■ Required work
Reproduce the records word for word, starting from their first line and ending with the line that contains "Target: weathered rock surface".

■ Object position labeling records
◇ ◇ ◇ ◇ ◇ ◇ ◇

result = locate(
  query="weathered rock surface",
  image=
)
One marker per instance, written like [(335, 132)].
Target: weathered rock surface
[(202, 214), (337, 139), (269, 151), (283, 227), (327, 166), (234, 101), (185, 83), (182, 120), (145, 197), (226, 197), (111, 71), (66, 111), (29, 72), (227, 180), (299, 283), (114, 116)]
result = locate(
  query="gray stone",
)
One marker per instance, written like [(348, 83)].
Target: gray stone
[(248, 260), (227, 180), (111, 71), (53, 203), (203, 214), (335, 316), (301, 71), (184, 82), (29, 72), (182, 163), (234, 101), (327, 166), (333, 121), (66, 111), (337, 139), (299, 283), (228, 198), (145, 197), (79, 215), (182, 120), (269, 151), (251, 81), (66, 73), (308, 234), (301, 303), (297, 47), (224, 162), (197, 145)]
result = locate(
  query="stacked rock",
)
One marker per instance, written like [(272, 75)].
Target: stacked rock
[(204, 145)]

◇ ◇ ◇ ◇ ◇ ◇ ◇

■ Response
result = locate(
  query="weathered rock surface",
  image=
)
One marker per instance, written like [(335, 132)].
Target: weathered rock surface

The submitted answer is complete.